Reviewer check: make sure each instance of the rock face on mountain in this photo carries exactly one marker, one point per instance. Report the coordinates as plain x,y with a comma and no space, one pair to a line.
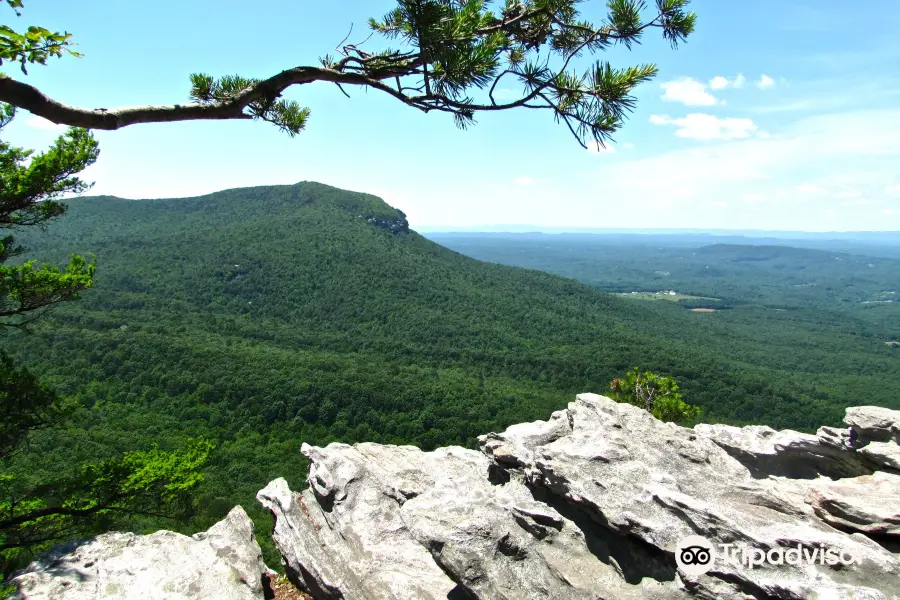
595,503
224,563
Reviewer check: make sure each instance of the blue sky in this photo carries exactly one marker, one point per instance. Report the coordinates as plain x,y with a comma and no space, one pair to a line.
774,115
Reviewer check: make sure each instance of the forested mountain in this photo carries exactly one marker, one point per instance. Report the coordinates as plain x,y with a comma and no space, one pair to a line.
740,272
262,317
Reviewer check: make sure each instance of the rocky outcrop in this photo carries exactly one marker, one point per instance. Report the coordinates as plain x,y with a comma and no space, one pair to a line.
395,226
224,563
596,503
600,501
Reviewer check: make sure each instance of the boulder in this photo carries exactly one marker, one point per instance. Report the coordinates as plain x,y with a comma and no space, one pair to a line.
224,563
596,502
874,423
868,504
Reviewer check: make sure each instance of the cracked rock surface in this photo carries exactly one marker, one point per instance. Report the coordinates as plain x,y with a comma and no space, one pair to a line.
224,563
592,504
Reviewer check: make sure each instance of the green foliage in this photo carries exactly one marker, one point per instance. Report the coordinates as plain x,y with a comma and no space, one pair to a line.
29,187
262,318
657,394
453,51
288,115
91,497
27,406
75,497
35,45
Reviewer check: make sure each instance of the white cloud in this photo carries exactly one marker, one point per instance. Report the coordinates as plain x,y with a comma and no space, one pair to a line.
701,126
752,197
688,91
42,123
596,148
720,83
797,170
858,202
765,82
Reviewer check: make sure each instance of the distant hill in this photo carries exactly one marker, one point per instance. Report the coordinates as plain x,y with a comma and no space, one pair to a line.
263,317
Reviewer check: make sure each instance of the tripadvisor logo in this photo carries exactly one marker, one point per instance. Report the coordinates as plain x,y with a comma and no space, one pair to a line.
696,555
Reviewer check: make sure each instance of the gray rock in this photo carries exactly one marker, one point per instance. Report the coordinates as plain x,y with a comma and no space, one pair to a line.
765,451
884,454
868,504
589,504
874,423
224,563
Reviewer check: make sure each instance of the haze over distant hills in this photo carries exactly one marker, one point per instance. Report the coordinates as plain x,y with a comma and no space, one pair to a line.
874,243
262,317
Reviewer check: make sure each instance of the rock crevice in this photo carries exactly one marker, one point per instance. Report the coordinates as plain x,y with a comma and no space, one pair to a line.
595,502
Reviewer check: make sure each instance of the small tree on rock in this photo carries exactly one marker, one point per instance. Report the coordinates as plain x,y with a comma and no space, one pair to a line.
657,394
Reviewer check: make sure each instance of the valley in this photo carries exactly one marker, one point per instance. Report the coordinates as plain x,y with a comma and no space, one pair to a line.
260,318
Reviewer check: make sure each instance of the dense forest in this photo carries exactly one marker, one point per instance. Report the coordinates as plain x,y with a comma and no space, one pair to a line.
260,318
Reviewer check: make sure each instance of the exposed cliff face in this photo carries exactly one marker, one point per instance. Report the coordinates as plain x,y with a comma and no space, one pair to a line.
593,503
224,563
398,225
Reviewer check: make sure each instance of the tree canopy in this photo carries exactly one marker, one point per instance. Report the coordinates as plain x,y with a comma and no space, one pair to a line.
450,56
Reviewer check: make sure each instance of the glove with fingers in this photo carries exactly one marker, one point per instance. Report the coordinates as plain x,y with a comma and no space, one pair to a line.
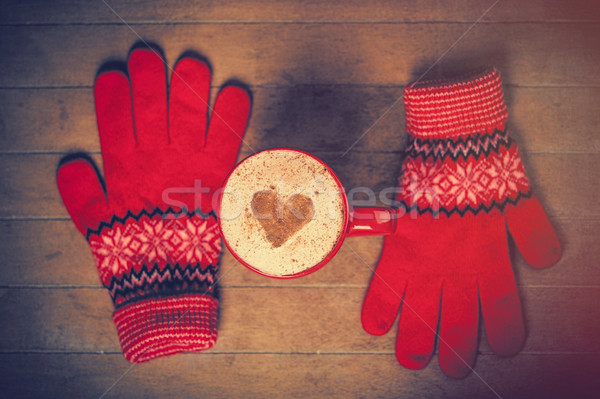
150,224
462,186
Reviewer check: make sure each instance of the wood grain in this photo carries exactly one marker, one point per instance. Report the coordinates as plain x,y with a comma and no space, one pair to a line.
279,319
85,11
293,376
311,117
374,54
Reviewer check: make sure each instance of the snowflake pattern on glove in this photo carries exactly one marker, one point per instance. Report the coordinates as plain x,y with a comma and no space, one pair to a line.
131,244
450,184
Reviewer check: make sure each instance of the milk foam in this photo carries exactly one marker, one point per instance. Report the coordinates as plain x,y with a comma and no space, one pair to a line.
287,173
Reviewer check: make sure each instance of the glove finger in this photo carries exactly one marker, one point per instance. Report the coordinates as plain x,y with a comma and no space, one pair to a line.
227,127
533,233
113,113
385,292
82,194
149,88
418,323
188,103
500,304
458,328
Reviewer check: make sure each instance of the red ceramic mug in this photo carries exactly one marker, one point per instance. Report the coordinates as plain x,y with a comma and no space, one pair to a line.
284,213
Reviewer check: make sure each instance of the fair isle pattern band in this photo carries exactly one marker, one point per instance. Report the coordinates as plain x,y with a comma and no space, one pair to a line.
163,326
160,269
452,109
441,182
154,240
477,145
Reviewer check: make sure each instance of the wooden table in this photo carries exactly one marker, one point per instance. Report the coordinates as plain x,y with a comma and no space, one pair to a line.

■ **OBJECTIVE**: Please revise all the records above so that every "marker" becomes "dot" and nothing else changes. Leave the pictures out of your answer.

■ **PROBLEM SOLUTION**:
Reviewer check: make sure each instance of the rock face on mountain in this photo carries exactly one dot, one point per instance. Report the coordinates as plain x,y with a comma and no space, one pair to a line.
595,503
224,563
Reviewer check: make sure each instance of the blue sky in this photo carries exactly one dot, one point per instance. Report the coordinates as plain x,y with a comma and no space, one pair to a line.
774,115
Reviewer check: make sure each instance of the forested mountain in this photo carries exactly one dot, one point per instance. Report the coordinates as plain x,y with a comma and no space, one pair to a line.
740,272
262,317
Reviewer check: make sure each instance of the rocky outcrop in this photo carries exactly one dot, one point per instance. Report the coordinates as plain x,y with a comma and no space, one pair to a line.
395,226
224,563
596,503
600,501
Reviewer check: make sure each instance of the boulder in this photo carries exactly one dot, one point per instance. Report the coordinates as plain x,y with a comma and no space, one pair to a line.
224,563
596,502
874,423
868,504
Reviewer check: make sure each instance of the cracked rock surface in this photo carries exactly one dot, one point per instance. Report the coordinates as plain x,y with a comma and no space, one pair to a line.
224,563
592,504
Reviewer check: make sure each instance of the green foliage in this photo carries exactly one dot, one point per instance. Report the coordinates as plain x,y with a comma and no space, one pair to a line.
29,187
262,318
657,394
453,51
288,115
91,497
27,406
75,497
35,45
Reviewer check: make sure each instance of the white cloud in this photo carries exactly one dot, one point per instance. Report the coordinates as plain x,y with a comma and no space, one pair to a line.
701,126
752,197
688,91
42,123
596,148
720,83
797,170
858,202
765,82
Reviewer check: make sure each instance of the distant hill in this photo carries exactly one dot, one point per instance. Report the coordinates as plain x,y with a comma and no space, one pair to a line.
263,317
Reviewer check: make sure each instance of the tripadvisor logo in this photo carries exactly one dot, one point per instance. Report the coordinates as plain x,y with a comma and no space, one pair to a line.
696,555
Reviewer check: make sure each instance of the gray rock in this photo carries exactly one dot, one point per instance. Report the coordinates as plain x,y with a comma and no space, one pair to a line.
765,451
884,454
868,504
589,504
874,423
224,563
Reviewer check: make sure each instance of the haze over distant hills in this photo carries exactly one dot, one point per instance. Report the coordinates as plain x,y with a comma and no space, one pair to a line.
874,243
262,317
Reviewer check: make sure each instance of the rock crevice in this photo carries exactly one dot, one point per instance. Report the coordinates as plain x,y with a comma and no space, one pair to a line.
595,502
Reviewer check: make sure each instance of the small tree on rock in this photo carries exactly one dot, one point per instance. Report the coordinates as plain x,y with a comma and no space, one pair to a line.
657,394
Reviewer check: make sure each instance of the valley in this photo carries exactly one dot, one point per instance. Report the coordinates as plain x,y with a comma and no space, one pair to a line.
260,318
Reviewer check: make sure each instance of the dense forest in this photo carries exactly one dot, one point per instance. Report the coordinates as plain x,y with a comma and no space, one pair to a line.
260,318
Reviewer check: make sure each instance of the exposed cliff face in this photo carries exactly one dot, one point per instance. Report the coordinates as plain x,y with a comma and no space, one pair to a line.
593,503
224,563
398,225
Reviewer check: make sure each instance of the tree canopy in this photo carries exactly one dot, one point per instance. Report the coordinates as plain x,y with a comma and no space, one pair to a line.
450,56
Reviewer check: make sure each instance of the glove with fingers in this photo carries exactly one dot, one point per instance. Report the coordinates as plain x,y with a comma and no space, one pair to a line.
150,224
462,186
Reviewer check: make sure each instance of the wood grain in this photo carries exactly one dot, one point per instance. Report the coordinates as plain x,y with a comma and no space, one pair to a line.
279,319
85,11
293,376
311,117
374,54
Reviewer check: make sure each instance of the snowflake pattern on glove in this photo carries exactly one dot, one point per instance. Report the coordinates as plain x,y with a comma and no space, one pair to a line.
131,244
450,184
Reviewer check: make sure each instance of the milk foam in this photo carries exactly one dot, one point per instance. Report the coordinates as plain x,y with a comma and no space, one pair to a line.
287,173
Reviewer check: make sure each instance of the glove finger in this photo carries exactly one dot, one point per instance. Report the coordinates as plain x,y with a comma and no space, one pair to a line.
227,127
533,233
113,113
385,292
82,194
149,88
418,323
188,103
500,304
458,328
Reviewer check: make sure each instance of the red ceramic mug in this photo carries exactly one dot, one point per instance. Report the coordinates as plain x,y with a comma and no space, one pair to a line.
284,213
Reviewer check: make sure each instance of the fair isle pattern band in this photo carries exactly one dot, one point per instance. Report the coordinates as plain x,y with a comma and no space, one pair to a line.
163,326
160,269
452,109
441,182
154,240
477,145
Reviewer check: make sure each instance of the wooden table in this photo carries exactly one dot, one point per instance. Report the coordinates as plain x,y with a comma and no space, one pair to a line.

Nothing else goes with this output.